_Recorded information:_
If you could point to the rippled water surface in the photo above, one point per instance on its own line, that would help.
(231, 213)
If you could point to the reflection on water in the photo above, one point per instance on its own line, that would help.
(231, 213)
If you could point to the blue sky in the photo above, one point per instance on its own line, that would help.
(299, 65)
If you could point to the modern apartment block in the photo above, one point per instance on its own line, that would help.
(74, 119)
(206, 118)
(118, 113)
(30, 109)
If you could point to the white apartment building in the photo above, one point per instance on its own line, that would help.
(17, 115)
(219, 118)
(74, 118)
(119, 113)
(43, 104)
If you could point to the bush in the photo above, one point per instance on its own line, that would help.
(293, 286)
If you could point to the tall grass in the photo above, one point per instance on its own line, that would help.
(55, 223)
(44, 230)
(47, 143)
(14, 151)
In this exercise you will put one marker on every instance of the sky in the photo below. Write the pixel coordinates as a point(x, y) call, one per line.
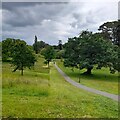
point(54, 21)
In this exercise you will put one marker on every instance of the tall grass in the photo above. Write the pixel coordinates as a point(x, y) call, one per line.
point(48, 95)
point(100, 79)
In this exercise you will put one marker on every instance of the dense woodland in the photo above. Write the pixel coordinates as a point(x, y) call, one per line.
point(88, 50)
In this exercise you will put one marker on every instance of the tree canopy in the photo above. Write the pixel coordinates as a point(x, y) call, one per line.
point(48, 53)
point(20, 53)
point(88, 50)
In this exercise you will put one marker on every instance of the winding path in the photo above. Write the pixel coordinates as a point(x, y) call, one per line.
point(68, 79)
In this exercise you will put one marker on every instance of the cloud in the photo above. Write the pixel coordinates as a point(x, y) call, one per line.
point(52, 21)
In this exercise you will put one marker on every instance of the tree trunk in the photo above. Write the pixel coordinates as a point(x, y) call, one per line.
point(88, 71)
point(22, 71)
point(48, 64)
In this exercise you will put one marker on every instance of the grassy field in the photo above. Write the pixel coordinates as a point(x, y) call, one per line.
point(46, 94)
point(100, 79)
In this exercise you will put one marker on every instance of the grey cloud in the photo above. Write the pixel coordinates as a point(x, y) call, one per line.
point(52, 21)
point(29, 13)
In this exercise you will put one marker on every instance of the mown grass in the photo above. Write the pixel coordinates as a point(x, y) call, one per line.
point(100, 79)
point(32, 96)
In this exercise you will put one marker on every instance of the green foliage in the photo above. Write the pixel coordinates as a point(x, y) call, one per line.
point(7, 46)
point(38, 45)
point(48, 53)
point(34, 96)
point(88, 50)
point(22, 56)
point(101, 79)
point(111, 31)
point(60, 54)
point(19, 54)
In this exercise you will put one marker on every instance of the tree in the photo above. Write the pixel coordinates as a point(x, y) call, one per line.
point(35, 45)
point(48, 54)
point(88, 50)
point(60, 54)
point(7, 46)
point(21, 55)
point(38, 45)
point(71, 53)
point(110, 31)
point(60, 44)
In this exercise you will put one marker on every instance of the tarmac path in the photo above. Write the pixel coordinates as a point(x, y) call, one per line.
point(68, 79)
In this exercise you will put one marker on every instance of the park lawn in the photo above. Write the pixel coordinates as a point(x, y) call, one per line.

_Brief:_ Write the records above out again word for word, skipping each picture.

_Answer section:_
If you could point to the rippled water surface in the photo above, one point per instance on its own line, that would help.
(231, 213)
If you could point to the reflection on water in the photo above, one point per instance on its own line, that would help.
(231, 213)
If you could point to the blue sky in the photo above, one point per instance on its own line, that would help.
(299, 65)
If you could point to the modern apartment block in the photo above, one point per instance on its own line, that would help.
(74, 119)
(206, 118)
(118, 113)
(30, 109)
If you could point to the white apartment building in the photo above, one point per instance on its own line, that would help.
(17, 115)
(219, 118)
(74, 118)
(119, 113)
(43, 104)
If you could point to the bush in the photo above, one point per instance on its own line, that would help.
(293, 286)
If you could point to the tall grass in the photo above, one point per instance on its own line, that would help.
(55, 223)
(44, 230)
(47, 143)
(14, 151)
In this exercise you will put one marker on every instance of the sky in the photo below. Write the pixel coordinates as a point(x, y) call, one per line.
point(54, 21)
In this exercise you will put one marker on every instance of the tall grass in the photo above. Write the pixel coordinates as a point(x, y) call, one per line.
point(48, 95)
point(100, 79)
In this exercise you will put one marker on every instance of the dense woodland in the photo above. Write the pixel coordinates as a point(x, y) call, one per line.
point(88, 50)
In this exercise you will put one marker on every instance of the tree canopy in the photo above. Write the pixel coordinates as a point(x, y) call, one per line.
point(48, 53)
point(20, 53)
point(88, 50)
In this exercise you will put one marker on every instance of the winding path in the photo above. Write the pixel coordinates as a point(x, y) call, one per line.
point(68, 79)
In this exercise you will put one marker on every instance of the cloud in the photo above. Write the pixel coordinates as a point(x, y) call, one per line.
point(52, 21)
In this exercise you will put one marker on every instance of the tree trunk in the photo above. Write the pixel coordinates as a point(x, y) call, one per line.
point(88, 71)
point(22, 71)
point(48, 64)
In this exercise you will put one marker on every instance of the grassy field in the photo above. Write the pixel coordinates as a point(x, y) call, one per line.
point(46, 94)
point(100, 79)
In this exercise you will put one marker on every instance of the grey cloud in the photo above. Write the pixel coordinates as a point(x, y) call, one per line.
point(52, 21)
point(29, 13)
In this exercise you will put one marker on every instance of the mown grass in the photo above. Write the pixel coordinates as a point(x, y) call, one per line.
point(100, 79)
point(32, 96)
In this exercise you will put one marker on every instance of the green foliage in the photo above. Write the pixel coordinates as a point(x, y) call, one per line.
point(7, 46)
point(38, 45)
point(48, 53)
point(34, 96)
point(88, 50)
point(22, 56)
point(101, 79)
point(111, 31)
point(60, 54)
point(19, 54)
In this exercise you will put one marker on every instance of the tree in the photo above. Write the pixel coordinates as a point(x, y) call, one per line.
point(35, 45)
point(48, 54)
point(88, 50)
point(60, 54)
point(7, 46)
point(21, 55)
point(38, 45)
point(71, 53)
point(110, 31)
point(60, 44)
In this exercise you will put one marker on every instance of the tarmac path in the photo above. Write the pixel coordinates as a point(x, y) call, one per line.
point(68, 79)
In this exercise you will put one marker on every instance of the park lawn in the photo above. Write the pixel coordinates as a point(x, y) call, one per line.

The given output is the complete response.